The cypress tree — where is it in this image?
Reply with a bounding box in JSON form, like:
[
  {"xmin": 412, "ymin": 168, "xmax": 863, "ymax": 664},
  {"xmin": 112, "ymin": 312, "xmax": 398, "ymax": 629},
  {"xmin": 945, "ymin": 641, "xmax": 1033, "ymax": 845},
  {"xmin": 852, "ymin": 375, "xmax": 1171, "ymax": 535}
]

+ + + + +

• _Written task_
Copy the records above word for word, leaving nothing out.

• _Task response_
The cypress tree — where is it in this image?
Reply with a bounding box in JSON form, like:
[
  {"xmin": 412, "ymin": 168, "xmax": 863, "ymax": 664},
  {"xmin": 112, "ymin": 312, "xmax": 398, "ymax": 629},
  {"xmin": 945, "ymin": 641, "xmax": 1033, "ymax": 845},
  {"xmin": 852, "ymin": 375, "xmax": 1171, "ymax": 535}
]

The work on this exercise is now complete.